Problem description:
Within the records that follow, find every line containing the string "garage". Copy those lines.

Listed entries:
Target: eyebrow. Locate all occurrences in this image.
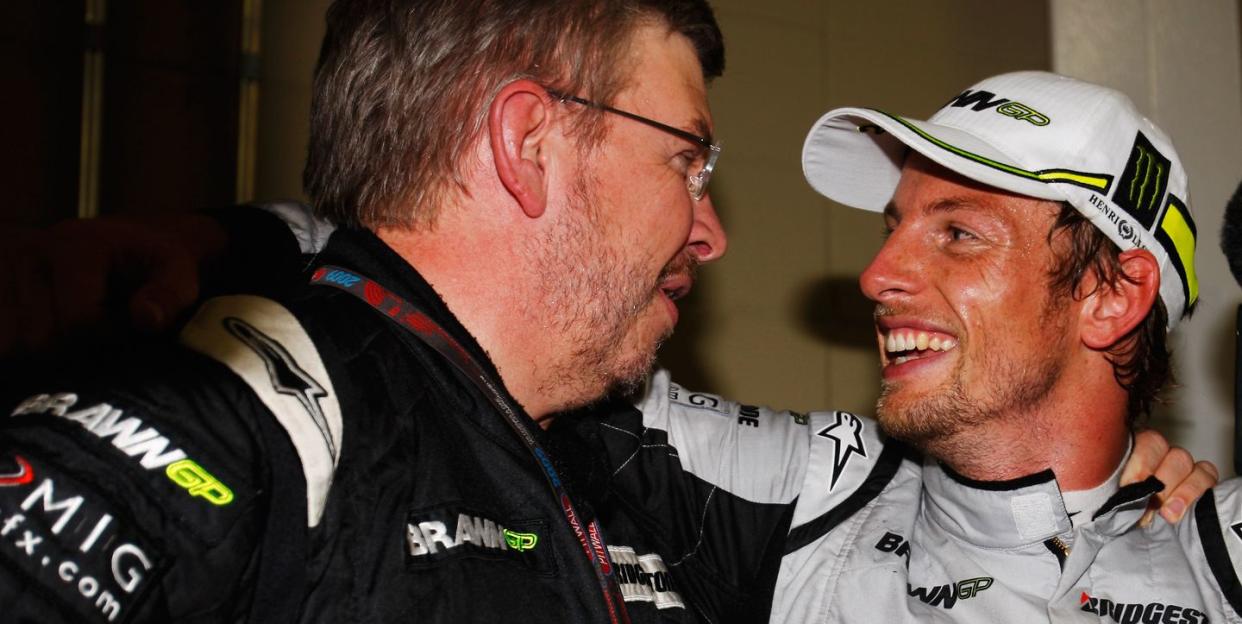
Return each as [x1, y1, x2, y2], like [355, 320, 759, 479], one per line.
[690, 117, 715, 146]
[884, 196, 988, 220]
[927, 196, 990, 215]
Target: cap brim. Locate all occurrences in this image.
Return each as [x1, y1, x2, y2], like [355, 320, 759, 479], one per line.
[801, 107, 1065, 211]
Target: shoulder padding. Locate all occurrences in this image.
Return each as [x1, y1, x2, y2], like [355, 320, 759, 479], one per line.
[252, 200, 335, 254]
[634, 369, 814, 505]
[180, 295, 342, 527]
[1192, 477, 1242, 615]
[786, 411, 906, 533]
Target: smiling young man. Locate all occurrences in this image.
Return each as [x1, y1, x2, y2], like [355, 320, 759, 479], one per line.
[864, 153, 1135, 490]
[754, 71, 1241, 622]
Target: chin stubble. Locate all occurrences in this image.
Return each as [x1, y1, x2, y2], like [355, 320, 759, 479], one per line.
[527, 172, 677, 410]
[875, 291, 1071, 459]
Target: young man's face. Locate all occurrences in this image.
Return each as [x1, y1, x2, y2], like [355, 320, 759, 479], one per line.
[533, 23, 728, 402]
[859, 153, 1081, 450]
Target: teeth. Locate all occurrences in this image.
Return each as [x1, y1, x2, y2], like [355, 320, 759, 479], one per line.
[882, 329, 957, 354]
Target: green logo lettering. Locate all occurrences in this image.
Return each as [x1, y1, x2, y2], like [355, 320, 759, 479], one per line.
[503, 529, 538, 552]
[995, 101, 1050, 126]
[166, 459, 234, 506]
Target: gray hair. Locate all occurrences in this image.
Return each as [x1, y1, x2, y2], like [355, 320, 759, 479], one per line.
[303, 0, 725, 229]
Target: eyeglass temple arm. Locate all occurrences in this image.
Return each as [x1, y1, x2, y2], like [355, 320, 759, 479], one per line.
[546, 89, 714, 150]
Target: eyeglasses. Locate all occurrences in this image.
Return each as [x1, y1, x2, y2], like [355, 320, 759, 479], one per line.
[547, 89, 721, 201]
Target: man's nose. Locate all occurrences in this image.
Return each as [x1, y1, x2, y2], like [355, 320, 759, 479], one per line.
[860, 229, 920, 303]
[686, 193, 727, 263]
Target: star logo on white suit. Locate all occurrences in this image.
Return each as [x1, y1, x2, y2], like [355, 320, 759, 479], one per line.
[816, 412, 867, 491]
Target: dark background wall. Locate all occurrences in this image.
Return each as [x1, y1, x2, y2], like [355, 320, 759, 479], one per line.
[0, 1, 246, 226]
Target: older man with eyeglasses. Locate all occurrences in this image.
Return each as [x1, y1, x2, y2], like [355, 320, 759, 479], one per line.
[0, 2, 731, 622]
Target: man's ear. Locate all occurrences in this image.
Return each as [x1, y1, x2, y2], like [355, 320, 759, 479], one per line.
[488, 80, 554, 219]
[1079, 249, 1161, 350]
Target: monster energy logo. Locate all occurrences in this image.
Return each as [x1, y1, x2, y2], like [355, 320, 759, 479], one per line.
[1112, 131, 1171, 229]
[1126, 146, 1165, 209]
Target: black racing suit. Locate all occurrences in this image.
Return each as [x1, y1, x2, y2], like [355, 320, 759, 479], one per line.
[0, 223, 793, 623]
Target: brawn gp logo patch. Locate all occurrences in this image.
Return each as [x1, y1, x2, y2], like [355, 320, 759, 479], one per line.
[404, 506, 552, 574]
[12, 394, 234, 506]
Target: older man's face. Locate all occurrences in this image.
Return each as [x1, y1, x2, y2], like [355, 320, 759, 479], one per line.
[530, 23, 728, 403]
[859, 153, 1081, 449]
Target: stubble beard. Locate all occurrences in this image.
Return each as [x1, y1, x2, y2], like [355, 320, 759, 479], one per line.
[526, 168, 686, 410]
[874, 293, 1071, 463]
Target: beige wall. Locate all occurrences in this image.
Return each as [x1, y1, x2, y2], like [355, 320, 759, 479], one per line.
[1051, 0, 1242, 474]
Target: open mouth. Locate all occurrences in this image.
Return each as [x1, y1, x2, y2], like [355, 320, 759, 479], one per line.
[662, 286, 688, 302]
[882, 328, 957, 365]
[653, 272, 693, 326]
[659, 274, 692, 303]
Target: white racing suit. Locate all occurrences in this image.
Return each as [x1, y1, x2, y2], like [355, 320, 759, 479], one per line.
[631, 370, 1242, 624]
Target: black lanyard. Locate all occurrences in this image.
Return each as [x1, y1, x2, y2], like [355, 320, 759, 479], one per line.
[311, 265, 630, 624]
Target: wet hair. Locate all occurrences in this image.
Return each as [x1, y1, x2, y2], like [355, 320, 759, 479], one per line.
[303, 0, 724, 229]
[1046, 202, 1181, 425]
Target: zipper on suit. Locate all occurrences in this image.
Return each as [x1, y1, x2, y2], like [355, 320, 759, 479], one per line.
[1043, 536, 1070, 570]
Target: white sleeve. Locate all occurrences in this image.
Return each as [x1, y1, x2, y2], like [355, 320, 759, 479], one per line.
[254, 200, 336, 255]
[633, 368, 816, 505]
[635, 369, 890, 510]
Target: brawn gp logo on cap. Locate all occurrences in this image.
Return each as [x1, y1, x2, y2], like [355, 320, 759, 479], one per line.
[944, 89, 1051, 126]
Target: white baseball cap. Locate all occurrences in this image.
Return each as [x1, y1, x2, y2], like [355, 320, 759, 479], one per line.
[802, 71, 1198, 327]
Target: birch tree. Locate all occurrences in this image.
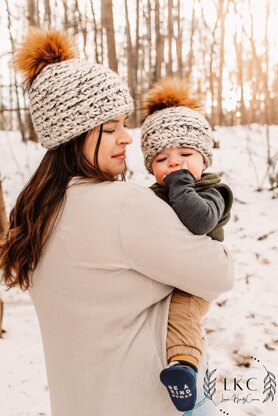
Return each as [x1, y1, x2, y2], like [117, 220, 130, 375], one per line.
[101, 0, 118, 72]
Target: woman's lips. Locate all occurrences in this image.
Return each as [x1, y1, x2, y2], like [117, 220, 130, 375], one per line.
[112, 152, 126, 160]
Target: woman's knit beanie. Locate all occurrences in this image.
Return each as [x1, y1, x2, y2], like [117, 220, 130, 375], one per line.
[13, 28, 134, 149]
[141, 78, 213, 174]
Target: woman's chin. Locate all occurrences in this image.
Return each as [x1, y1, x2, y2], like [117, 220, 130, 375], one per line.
[105, 166, 125, 177]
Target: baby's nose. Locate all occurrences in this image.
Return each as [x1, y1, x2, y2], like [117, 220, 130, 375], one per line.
[168, 158, 181, 167]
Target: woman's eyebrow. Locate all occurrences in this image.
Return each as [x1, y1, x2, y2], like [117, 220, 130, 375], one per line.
[104, 116, 129, 125]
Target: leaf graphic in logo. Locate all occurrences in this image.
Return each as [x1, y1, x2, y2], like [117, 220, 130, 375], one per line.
[203, 368, 217, 404]
[263, 367, 276, 403]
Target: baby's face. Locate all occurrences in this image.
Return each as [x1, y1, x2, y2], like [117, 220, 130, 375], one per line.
[152, 147, 205, 185]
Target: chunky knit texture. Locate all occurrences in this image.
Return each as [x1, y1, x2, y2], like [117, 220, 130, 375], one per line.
[141, 106, 213, 174]
[29, 59, 133, 148]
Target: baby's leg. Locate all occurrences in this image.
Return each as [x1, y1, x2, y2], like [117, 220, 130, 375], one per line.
[160, 289, 210, 412]
[166, 289, 211, 369]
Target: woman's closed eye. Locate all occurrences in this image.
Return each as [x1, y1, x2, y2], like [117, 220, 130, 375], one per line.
[103, 124, 128, 133]
[103, 129, 115, 134]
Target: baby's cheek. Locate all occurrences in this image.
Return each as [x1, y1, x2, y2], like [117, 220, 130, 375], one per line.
[157, 173, 165, 185]
[152, 166, 161, 183]
[156, 170, 167, 185]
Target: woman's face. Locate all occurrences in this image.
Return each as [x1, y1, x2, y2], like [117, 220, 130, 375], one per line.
[83, 114, 133, 177]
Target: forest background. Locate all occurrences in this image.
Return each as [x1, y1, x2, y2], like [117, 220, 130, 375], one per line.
[1, 0, 277, 136]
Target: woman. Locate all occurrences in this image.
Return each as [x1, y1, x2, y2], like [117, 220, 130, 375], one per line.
[0, 29, 234, 415]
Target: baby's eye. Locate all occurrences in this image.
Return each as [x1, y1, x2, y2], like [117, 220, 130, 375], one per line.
[181, 153, 192, 157]
[156, 157, 166, 163]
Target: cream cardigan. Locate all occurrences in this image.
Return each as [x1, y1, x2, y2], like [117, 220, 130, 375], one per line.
[29, 180, 234, 415]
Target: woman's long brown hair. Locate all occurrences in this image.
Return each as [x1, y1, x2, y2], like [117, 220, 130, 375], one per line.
[0, 128, 123, 291]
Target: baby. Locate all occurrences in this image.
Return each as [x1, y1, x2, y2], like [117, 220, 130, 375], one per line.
[141, 78, 233, 412]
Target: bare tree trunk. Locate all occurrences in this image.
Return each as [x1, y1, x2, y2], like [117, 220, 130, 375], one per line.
[5, 0, 27, 141]
[125, 1, 133, 82]
[124, 0, 136, 126]
[0, 87, 4, 130]
[167, 0, 173, 76]
[247, 0, 265, 123]
[0, 179, 8, 235]
[0, 297, 4, 338]
[146, 0, 153, 86]
[199, 5, 214, 122]
[27, 0, 37, 26]
[215, 0, 229, 126]
[155, 0, 163, 80]
[9, 72, 14, 130]
[74, 0, 87, 58]
[135, 0, 140, 79]
[264, 0, 273, 189]
[264, 0, 271, 125]
[208, 12, 218, 128]
[101, 0, 118, 72]
[134, 0, 140, 126]
[90, 0, 98, 62]
[63, 0, 69, 29]
[186, 0, 196, 80]
[44, 0, 51, 28]
[176, 0, 183, 77]
[233, 32, 246, 124]
[72, 0, 79, 34]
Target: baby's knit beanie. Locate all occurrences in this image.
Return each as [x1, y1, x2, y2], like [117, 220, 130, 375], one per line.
[13, 28, 134, 149]
[141, 78, 213, 174]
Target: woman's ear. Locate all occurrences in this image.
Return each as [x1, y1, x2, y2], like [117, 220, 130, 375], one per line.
[86, 128, 94, 139]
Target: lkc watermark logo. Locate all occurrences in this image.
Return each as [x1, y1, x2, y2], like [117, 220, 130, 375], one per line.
[203, 355, 276, 414]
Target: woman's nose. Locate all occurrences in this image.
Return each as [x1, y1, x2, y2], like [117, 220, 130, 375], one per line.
[119, 131, 133, 145]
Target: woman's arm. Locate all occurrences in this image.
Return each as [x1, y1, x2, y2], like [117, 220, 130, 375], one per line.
[119, 184, 234, 301]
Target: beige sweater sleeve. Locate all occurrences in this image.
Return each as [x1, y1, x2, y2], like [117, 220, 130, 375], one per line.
[119, 185, 234, 301]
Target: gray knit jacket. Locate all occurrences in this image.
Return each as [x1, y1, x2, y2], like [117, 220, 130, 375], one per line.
[150, 169, 233, 242]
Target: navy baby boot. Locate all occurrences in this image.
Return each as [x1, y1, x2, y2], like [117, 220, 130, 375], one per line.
[160, 361, 197, 412]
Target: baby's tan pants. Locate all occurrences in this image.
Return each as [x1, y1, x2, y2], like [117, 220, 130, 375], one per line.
[166, 288, 211, 366]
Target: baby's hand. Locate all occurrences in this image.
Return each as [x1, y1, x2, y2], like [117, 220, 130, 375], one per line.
[181, 160, 188, 171]
[163, 161, 189, 181]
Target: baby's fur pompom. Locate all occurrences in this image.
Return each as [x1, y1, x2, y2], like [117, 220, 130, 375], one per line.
[142, 78, 201, 118]
[13, 28, 77, 88]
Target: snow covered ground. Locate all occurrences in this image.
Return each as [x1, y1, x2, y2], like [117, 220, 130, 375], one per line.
[0, 125, 278, 416]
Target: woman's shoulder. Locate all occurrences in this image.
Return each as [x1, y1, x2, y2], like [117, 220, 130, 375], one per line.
[118, 180, 178, 220]
[67, 178, 157, 206]
[109, 181, 162, 208]
[100, 181, 171, 215]
[113, 180, 153, 194]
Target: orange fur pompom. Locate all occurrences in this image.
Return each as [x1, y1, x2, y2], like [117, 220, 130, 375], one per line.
[13, 28, 77, 88]
[142, 78, 201, 118]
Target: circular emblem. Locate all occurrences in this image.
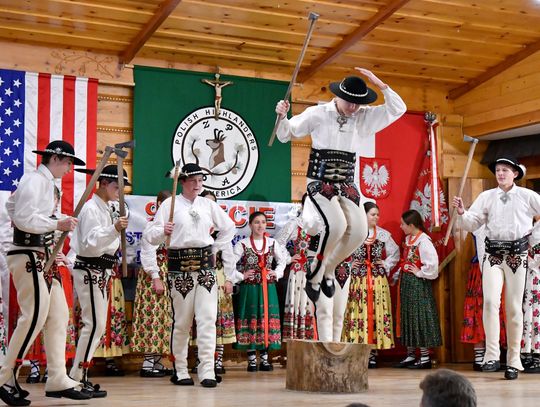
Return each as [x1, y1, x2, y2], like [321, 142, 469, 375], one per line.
[172, 107, 259, 199]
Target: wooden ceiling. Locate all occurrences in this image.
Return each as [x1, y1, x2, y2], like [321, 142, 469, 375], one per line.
[2, 0, 540, 98]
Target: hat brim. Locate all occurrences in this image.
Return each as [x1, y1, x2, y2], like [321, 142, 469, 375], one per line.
[33, 150, 86, 166]
[75, 168, 131, 186]
[488, 159, 524, 180]
[329, 81, 378, 105]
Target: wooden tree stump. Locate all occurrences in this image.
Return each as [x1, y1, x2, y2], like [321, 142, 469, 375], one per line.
[286, 339, 371, 393]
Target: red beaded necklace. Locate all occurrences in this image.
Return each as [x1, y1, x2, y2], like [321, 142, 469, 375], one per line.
[250, 235, 267, 255]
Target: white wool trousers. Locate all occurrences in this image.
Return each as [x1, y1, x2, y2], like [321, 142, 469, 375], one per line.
[168, 270, 218, 382]
[482, 253, 528, 370]
[316, 277, 351, 342]
[70, 266, 110, 382]
[0, 250, 80, 392]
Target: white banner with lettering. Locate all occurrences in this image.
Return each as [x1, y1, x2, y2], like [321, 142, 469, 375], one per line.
[124, 195, 298, 266]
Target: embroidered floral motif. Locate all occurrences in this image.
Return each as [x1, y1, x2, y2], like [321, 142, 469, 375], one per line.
[83, 273, 98, 286]
[505, 254, 522, 274]
[488, 254, 503, 267]
[335, 261, 350, 288]
[340, 182, 361, 205]
[197, 270, 216, 293]
[173, 272, 194, 298]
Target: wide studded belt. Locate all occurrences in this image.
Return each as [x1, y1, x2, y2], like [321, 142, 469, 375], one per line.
[13, 227, 54, 247]
[75, 254, 118, 271]
[307, 148, 356, 183]
[168, 246, 214, 273]
[485, 236, 529, 256]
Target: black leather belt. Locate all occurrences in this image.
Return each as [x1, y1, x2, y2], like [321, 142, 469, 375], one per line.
[307, 148, 355, 183]
[485, 236, 529, 256]
[13, 227, 54, 247]
[75, 254, 118, 270]
[168, 246, 214, 273]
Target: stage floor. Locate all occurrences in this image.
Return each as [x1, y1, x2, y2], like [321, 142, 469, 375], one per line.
[18, 364, 538, 407]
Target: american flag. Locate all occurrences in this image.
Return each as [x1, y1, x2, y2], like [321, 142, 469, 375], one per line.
[0, 68, 97, 216]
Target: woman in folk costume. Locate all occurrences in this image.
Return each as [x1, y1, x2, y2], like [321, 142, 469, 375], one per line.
[275, 194, 317, 340]
[342, 202, 399, 367]
[275, 68, 406, 342]
[521, 216, 540, 373]
[394, 210, 442, 369]
[69, 164, 130, 398]
[460, 226, 507, 371]
[232, 212, 287, 372]
[0, 140, 89, 406]
[131, 190, 173, 377]
[145, 163, 235, 388]
[453, 156, 540, 380]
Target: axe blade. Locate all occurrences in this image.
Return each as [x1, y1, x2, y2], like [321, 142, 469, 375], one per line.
[114, 140, 135, 149]
[114, 148, 128, 159]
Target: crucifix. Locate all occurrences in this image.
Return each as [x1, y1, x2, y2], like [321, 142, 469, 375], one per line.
[201, 73, 233, 120]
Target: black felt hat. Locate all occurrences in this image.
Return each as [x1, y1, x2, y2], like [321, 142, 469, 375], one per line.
[33, 140, 85, 166]
[76, 164, 131, 186]
[329, 76, 378, 105]
[488, 156, 526, 181]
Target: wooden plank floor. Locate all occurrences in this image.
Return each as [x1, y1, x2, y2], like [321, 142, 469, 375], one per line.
[17, 364, 540, 407]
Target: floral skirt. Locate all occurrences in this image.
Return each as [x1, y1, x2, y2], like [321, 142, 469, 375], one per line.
[342, 273, 394, 349]
[234, 282, 281, 350]
[130, 265, 172, 354]
[282, 265, 316, 340]
[522, 267, 540, 353]
[461, 262, 507, 345]
[216, 267, 236, 345]
[92, 275, 129, 358]
[399, 272, 442, 348]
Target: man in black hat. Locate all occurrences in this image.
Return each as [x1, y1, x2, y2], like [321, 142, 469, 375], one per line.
[0, 140, 90, 406]
[145, 163, 235, 388]
[68, 164, 130, 397]
[274, 67, 406, 342]
[453, 156, 540, 380]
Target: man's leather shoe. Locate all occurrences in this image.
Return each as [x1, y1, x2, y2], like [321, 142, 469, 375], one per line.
[393, 359, 415, 368]
[504, 367, 519, 380]
[305, 283, 320, 303]
[320, 278, 335, 298]
[81, 381, 107, 398]
[523, 361, 540, 373]
[407, 360, 432, 370]
[45, 387, 91, 400]
[140, 369, 166, 378]
[259, 363, 274, 372]
[481, 360, 500, 372]
[200, 379, 217, 388]
[0, 386, 30, 407]
[170, 376, 194, 386]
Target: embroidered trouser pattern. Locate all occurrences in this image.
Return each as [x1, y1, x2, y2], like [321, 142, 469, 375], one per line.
[70, 266, 110, 382]
[0, 250, 80, 392]
[482, 253, 528, 370]
[168, 270, 217, 382]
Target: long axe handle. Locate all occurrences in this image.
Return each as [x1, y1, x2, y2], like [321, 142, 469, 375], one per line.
[117, 153, 128, 277]
[166, 160, 181, 248]
[43, 146, 115, 274]
[444, 137, 479, 246]
[268, 11, 319, 147]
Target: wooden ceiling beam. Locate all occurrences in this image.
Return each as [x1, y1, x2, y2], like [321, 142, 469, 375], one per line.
[119, 0, 182, 64]
[448, 38, 540, 100]
[297, 0, 412, 83]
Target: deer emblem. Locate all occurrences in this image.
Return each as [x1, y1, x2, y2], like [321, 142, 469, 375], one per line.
[206, 128, 227, 169]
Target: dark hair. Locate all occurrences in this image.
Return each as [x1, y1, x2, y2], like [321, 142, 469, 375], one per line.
[402, 209, 428, 234]
[157, 190, 172, 206]
[420, 369, 477, 407]
[363, 201, 379, 214]
[249, 211, 266, 224]
[200, 189, 217, 200]
[42, 154, 72, 166]
[345, 404, 370, 407]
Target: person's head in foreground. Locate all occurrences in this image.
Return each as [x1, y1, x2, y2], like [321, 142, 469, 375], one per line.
[419, 369, 476, 407]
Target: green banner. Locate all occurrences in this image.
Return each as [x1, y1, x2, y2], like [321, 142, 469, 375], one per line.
[133, 66, 291, 202]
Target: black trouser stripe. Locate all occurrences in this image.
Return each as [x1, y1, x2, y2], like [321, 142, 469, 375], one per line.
[168, 277, 177, 375]
[306, 192, 330, 280]
[82, 269, 98, 366]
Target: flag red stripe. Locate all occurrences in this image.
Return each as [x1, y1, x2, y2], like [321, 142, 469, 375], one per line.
[36, 73, 51, 167]
[61, 76, 76, 216]
[86, 79, 98, 170]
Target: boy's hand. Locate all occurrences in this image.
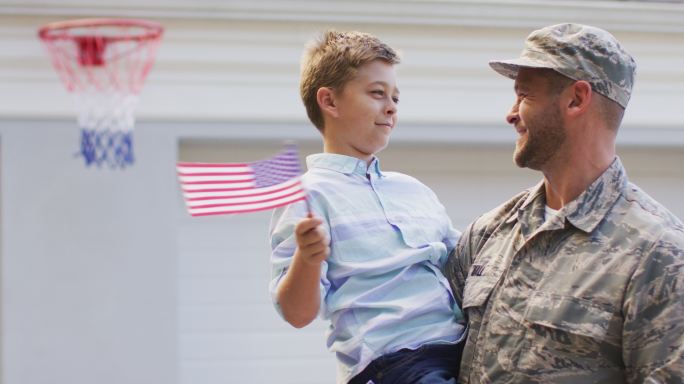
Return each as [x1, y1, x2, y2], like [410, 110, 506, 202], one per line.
[294, 214, 330, 266]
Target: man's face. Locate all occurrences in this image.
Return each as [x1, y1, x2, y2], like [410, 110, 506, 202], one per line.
[506, 68, 567, 170]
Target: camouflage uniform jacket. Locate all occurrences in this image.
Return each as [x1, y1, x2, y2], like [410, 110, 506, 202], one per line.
[445, 158, 684, 383]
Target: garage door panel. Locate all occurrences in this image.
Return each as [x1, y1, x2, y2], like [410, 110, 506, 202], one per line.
[180, 304, 300, 332]
[179, 276, 274, 305]
[180, 329, 328, 360]
[179, 213, 273, 278]
[178, 247, 271, 279]
[181, 358, 336, 384]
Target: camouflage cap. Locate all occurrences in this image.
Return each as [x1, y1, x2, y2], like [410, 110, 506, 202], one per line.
[489, 23, 636, 108]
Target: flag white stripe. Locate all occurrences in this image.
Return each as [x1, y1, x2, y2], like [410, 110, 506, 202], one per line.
[188, 191, 306, 215]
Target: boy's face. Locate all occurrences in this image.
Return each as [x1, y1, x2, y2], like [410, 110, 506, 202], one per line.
[322, 59, 399, 163]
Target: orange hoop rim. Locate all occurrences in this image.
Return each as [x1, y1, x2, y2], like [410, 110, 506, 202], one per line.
[38, 18, 163, 42]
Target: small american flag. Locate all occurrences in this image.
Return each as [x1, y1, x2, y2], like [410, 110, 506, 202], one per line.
[177, 145, 307, 217]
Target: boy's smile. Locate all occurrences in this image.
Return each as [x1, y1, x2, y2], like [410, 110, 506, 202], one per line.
[322, 59, 400, 164]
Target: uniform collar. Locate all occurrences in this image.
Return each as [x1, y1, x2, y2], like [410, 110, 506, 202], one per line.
[306, 153, 384, 177]
[564, 157, 628, 233]
[507, 157, 628, 234]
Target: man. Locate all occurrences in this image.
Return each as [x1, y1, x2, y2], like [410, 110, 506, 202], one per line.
[445, 23, 684, 383]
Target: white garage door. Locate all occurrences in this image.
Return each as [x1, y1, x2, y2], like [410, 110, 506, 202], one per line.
[177, 140, 684, 384]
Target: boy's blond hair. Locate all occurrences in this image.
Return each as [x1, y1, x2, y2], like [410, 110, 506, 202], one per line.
[300, 30, 400, 131]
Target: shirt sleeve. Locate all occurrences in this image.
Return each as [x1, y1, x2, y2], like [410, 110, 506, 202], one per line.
[422, 185, 461, 266]
[440, 218, 461, 267]
[268, 198, 331, 318]
[622, 231, 684, 383]
[443, 221, 478, 310]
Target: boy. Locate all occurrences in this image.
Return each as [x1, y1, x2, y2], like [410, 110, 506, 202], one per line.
[269, 30, 465, 384]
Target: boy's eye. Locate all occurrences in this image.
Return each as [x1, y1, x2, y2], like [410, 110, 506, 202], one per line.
[392, 97, 400, 104]
[371, 90, 385, 96]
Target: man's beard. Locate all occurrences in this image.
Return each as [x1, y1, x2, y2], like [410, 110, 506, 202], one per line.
[514, 105, 566, 170]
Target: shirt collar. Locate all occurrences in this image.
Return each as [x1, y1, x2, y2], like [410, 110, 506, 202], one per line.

Response box:
Target: garage door panel. Locate all occurrences in this image.
Target: white garage door. Locate all occurrences in this image.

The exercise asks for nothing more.